# WHAT TO PRODUCE:
Write out each entry word for word.
######
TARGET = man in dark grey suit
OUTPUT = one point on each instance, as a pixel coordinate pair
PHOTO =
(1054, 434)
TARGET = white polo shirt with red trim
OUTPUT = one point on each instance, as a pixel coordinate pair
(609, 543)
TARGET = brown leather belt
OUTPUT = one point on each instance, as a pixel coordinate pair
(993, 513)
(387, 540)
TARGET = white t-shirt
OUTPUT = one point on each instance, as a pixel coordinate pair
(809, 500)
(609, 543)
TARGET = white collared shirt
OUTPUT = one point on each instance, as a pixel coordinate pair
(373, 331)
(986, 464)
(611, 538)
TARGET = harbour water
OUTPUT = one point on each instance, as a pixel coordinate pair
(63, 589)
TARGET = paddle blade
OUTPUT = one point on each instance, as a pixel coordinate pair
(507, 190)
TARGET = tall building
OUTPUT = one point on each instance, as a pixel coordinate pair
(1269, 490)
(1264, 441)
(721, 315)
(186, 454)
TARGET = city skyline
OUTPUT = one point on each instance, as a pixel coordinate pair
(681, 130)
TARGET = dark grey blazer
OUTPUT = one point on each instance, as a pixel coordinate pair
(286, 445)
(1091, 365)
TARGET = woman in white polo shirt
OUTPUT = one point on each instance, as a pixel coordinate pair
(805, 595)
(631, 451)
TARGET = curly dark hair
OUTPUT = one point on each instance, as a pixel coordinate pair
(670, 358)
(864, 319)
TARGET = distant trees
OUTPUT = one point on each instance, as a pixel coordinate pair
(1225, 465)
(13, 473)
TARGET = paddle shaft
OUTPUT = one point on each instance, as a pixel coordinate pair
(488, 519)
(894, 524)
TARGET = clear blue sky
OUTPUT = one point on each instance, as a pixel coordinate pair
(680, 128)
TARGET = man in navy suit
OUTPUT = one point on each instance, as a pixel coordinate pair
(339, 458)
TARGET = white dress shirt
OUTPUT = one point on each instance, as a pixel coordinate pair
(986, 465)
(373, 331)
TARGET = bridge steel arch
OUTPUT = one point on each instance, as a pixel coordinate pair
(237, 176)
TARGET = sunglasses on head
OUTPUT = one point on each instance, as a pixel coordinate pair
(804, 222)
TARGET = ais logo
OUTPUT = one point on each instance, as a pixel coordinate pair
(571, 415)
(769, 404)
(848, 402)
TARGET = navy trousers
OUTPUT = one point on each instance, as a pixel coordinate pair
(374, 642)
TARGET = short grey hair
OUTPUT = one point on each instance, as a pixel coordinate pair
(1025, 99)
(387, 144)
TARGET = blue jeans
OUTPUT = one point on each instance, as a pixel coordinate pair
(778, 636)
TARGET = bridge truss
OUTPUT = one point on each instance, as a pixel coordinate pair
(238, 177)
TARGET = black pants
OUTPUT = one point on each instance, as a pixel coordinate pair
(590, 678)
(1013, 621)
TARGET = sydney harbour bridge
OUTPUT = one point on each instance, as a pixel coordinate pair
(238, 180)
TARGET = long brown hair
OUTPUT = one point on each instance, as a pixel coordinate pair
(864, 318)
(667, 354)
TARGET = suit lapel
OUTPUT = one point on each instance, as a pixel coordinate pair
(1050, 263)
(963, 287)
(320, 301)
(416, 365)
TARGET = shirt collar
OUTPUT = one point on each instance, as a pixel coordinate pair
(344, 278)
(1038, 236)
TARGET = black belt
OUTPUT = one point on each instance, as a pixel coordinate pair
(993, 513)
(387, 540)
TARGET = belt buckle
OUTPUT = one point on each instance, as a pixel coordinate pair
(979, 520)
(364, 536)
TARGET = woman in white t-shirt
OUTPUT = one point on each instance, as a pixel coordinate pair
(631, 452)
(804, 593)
######
# ANSWER SECTION:
TARGET = man in dark grey suit
OUTPUT = one point on each instance, as a pixel coordinate pair
PHOTO =
(1054, 434)
TARGET = white polo shirt with red trim
OUTPUT = one point on each instance, as a pixel coordinate pair
(609, 543)
TARGET = brown leather belt
OUTPUT = one point on each instance, as a pixel coordinate pair
(993, 513)
(387, 540)
TARGET = white t-shirt
OUTPUT = one point on each instance, as a pixel coordinate pair
(809, 500)
(609, 543)
TARGET = white collared shirt
OUTPUT = one point on each instance, as a pixel coordinate pair
(373, 331)
(986, 464)
(611, 538)
TARGET = harbour water
OUTPUT = one point on each instance, as a pixel coordinate pair
(63, 589)
TARGET = paddle blade
OUTPUT = one point on each instance, as a pixel coordinate pair
(507, 190)
TARGET = tall building
OUTPUT = one point on each instance, as a pixel coordinate pair
(1269, 490)
(1264, 441)
(721, 315)
(186, 454)
TARGET = city skyline
OUTPUT = one point on each instance, as a pixel coordinate pair
(681, 130)
TARGET = dark grey blazer
OUTPUT = one point on each instance, as a pixel coordinate pair
(286, 445)
(1091, 365)
TARGET = woman in white polo shirt
OUTPUT = one point on each instance, as a pixel coordinate pair
(805, 595)
(631, 451)
TARGET = curly dark hair
OUTPUT = one point on each instance, as a pixel coordinate pair
(670, 358)
(864, 319)
TARGET = distant trees
OUTPUT = one point on each instance, as a pixel coordinate pair
(1225, 465)
(13, 473)
TARGET = paddle shaft
OUTPUT = one point on each instance, as a pixel coordinate pair
(488, 519)
(894, 524)
TARGET = clear blue sky
OUTPUT = one point on each instance, as a pixel coordinate pair
(680, 128)
TARGET = man in navy suit
OUTPUT = one point on each instance, as a pixel coordinate pair
(339, 458)
TARGET = white dress shirt
OUTPUT = one point on each instance, as a pixel coordinate pair
(986, 465)
(373, 331)
TARGET = bridge steel arch
OUTPUT = one point on each instance, as a pixel coordinate pair
(237, 176)
TARGET = sunglasses on head
OUTPUT = one point on each instance, as a pixel coordinate pair
(804, 222)
TARGET = ais logo
OUTPUT = one point on each instance, as a pixel coordinate pair
(571, 415)
(769, 404)
(848, 402)
TARGET = navy trousers
OUTPUT = one point on each instance, as a pixel coordinate pair
(374, 642)
TARGET = short grey hair
OUTPUT = one point on each instance, as a pixel coordinate pair
(1025, 99)
(387, 144)
TARGET = blue jeans
OUTPUT = one point on each instance, as a pixel coordinate pair
(778, 636)
TARGET = bridge truss
OUTPUT = one point on each instance, as a pixel coordinate pair
(238, 177)
TARGET = black pants
OUTPUT = one point on each instance, as a pixel coordinate pair
(590, 678)
(1013, 621)
TARGET = sydney harbour bridge
OUTPUT = one point on each instance, as a pixel coordinate pair
(238, 180)
TARGET = long brown hair
OUTPUT = one point on each instance, as a pixel coordinate pair
(864, 318)
(667, 354)
TARGET = suit lapel
OUTPUT = one point on each instance, as a pixel coordinate pair
(1050, 263)
(963, 287)
(320, 301)
(416, 365)
TARGET = shirt collar
OUTPUT = one point on each instance, as a pixel coordinate pair
(344, 278)
(1038, 236)
TARGET = black belt
OUTPUT = one point on each instance, as a pixel coordinate pair
(993, 513)
(387, 540)
TARGET = belt buckle
OUTPUT = one point on each instance, as a pixel coordinate pair
(979, 520)
(364, 536)
TARGET = woman in white t-shirt
OUTPUT = one point on each instance, as a pixel coordinate pair
(631, 452)
(804, 593)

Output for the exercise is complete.